◆ **Exercise brief**:
List every line of the material below that contains the string "rope", copying each line in full. Matching is case-sensitive.

** Start Dataset content **

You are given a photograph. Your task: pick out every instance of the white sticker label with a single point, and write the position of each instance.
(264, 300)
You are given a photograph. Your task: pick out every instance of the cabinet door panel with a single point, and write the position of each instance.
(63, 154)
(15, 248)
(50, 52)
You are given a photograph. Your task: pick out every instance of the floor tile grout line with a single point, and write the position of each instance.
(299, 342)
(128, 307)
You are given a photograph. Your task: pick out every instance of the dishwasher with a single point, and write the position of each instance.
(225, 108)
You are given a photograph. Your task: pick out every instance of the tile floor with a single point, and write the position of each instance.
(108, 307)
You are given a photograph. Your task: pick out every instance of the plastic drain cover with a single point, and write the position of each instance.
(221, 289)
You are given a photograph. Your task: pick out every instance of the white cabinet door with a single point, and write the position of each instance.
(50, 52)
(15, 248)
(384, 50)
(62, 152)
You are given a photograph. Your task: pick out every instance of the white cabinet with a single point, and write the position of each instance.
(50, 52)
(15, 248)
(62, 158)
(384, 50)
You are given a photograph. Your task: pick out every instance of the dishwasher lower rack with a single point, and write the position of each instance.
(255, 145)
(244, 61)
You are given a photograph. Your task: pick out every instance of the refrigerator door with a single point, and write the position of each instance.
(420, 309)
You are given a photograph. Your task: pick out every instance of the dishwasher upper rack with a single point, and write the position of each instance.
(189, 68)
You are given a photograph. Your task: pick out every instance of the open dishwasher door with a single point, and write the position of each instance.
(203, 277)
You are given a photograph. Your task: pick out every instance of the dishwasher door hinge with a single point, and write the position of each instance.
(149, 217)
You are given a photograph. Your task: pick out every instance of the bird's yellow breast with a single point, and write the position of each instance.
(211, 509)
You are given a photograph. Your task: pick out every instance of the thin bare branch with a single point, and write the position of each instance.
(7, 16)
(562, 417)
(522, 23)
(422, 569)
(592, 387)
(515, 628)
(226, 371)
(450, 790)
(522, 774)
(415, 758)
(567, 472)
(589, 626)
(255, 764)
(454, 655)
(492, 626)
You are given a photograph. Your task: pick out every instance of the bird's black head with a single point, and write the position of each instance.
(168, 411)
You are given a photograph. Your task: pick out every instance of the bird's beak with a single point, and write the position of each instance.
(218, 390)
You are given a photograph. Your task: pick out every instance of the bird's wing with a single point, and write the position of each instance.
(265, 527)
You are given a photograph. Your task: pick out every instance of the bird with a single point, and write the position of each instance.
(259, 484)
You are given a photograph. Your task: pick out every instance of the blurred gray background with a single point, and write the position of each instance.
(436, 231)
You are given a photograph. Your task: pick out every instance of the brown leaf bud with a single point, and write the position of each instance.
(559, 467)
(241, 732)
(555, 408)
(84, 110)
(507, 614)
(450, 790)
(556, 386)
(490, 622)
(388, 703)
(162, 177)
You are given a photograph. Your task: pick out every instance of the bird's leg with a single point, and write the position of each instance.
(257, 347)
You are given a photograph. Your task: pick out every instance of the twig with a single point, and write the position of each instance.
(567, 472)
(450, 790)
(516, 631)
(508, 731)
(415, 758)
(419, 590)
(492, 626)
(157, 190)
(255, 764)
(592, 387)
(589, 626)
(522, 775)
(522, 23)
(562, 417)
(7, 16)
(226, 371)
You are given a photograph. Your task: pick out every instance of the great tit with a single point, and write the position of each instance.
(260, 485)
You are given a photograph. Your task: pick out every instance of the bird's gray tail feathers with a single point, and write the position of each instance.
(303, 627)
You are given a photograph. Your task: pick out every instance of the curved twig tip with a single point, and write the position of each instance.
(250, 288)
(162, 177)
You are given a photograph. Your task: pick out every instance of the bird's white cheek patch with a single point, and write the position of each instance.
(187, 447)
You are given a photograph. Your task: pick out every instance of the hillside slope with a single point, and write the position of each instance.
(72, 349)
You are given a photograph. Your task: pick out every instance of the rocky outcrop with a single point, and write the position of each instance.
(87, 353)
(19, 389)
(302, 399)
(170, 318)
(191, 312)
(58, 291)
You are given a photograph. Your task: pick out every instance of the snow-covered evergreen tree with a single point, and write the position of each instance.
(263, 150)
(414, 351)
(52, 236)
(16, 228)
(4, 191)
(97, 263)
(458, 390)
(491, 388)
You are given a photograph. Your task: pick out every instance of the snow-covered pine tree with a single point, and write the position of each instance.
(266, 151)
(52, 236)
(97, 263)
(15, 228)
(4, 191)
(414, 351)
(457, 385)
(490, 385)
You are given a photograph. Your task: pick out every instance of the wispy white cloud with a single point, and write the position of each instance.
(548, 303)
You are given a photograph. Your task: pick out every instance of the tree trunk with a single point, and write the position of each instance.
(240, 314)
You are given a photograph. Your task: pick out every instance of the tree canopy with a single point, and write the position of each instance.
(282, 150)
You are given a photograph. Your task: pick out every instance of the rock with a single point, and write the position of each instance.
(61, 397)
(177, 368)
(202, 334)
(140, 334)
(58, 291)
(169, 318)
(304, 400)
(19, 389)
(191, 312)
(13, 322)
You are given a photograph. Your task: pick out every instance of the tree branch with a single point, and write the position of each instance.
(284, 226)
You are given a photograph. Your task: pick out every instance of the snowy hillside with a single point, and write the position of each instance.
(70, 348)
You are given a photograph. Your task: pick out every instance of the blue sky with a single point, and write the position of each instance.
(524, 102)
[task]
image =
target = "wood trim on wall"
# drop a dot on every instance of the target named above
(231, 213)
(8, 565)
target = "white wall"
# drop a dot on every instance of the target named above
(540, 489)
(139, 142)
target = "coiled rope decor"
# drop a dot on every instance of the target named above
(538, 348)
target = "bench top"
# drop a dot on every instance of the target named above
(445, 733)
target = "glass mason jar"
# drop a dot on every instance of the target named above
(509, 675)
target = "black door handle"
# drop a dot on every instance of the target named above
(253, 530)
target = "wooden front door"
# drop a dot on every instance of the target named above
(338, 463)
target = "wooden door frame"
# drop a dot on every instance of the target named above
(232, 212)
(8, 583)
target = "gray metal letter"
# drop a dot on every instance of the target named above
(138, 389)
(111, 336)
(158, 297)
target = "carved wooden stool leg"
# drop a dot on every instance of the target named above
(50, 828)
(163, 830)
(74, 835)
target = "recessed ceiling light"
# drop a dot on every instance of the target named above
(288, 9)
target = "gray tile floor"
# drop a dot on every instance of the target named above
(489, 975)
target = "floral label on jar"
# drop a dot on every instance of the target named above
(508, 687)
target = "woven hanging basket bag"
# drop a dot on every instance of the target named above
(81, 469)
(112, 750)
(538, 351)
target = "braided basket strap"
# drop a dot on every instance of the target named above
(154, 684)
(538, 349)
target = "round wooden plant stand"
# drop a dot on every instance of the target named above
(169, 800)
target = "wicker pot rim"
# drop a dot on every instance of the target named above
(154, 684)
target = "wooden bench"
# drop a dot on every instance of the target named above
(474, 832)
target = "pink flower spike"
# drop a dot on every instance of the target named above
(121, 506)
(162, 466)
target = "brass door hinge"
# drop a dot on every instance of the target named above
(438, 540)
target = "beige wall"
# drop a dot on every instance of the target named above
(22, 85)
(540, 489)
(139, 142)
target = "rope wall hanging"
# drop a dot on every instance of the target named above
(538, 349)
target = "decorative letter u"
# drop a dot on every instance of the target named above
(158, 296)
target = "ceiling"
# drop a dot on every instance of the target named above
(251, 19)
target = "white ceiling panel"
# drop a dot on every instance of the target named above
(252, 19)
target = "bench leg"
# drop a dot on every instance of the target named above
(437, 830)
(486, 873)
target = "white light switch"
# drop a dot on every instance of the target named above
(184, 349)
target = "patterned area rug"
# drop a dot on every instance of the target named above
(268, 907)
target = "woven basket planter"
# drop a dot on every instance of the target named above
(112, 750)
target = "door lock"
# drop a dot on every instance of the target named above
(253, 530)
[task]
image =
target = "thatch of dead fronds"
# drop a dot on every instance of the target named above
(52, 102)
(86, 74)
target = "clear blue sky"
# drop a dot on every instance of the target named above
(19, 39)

** End Dataset content **

◆ **Solution**:
target = "coiled rope decor"
target = "rope wall hanging"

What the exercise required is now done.